Without the pictures, copy the entries below word for word.

==== MATERIAL PROVIDED

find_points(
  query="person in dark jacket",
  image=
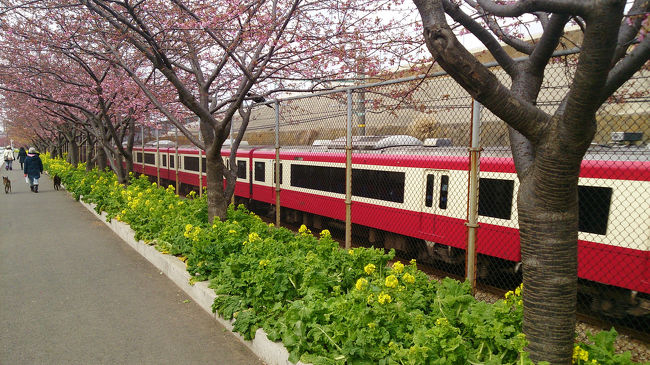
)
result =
(22, 155)
(33, 168)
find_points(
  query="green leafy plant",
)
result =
(327, 305)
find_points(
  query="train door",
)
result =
(433, 201)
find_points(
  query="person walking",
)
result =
(22, 154)
(9, 158)
(33, 168)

========

▸ SOLVED PROBLEM
find_points(
  query="person in dark jacket",
  image=
)
result =
(22, 155)
(33, 168)
find_points(
  query="green leafy plant",
)
result =
(327, 305)
find_points(
  query="train door",
)
result =
(433, 201)
find_points(
  query="person walking",
)
result =
(22, 154)
(9, 158)
(33, 168)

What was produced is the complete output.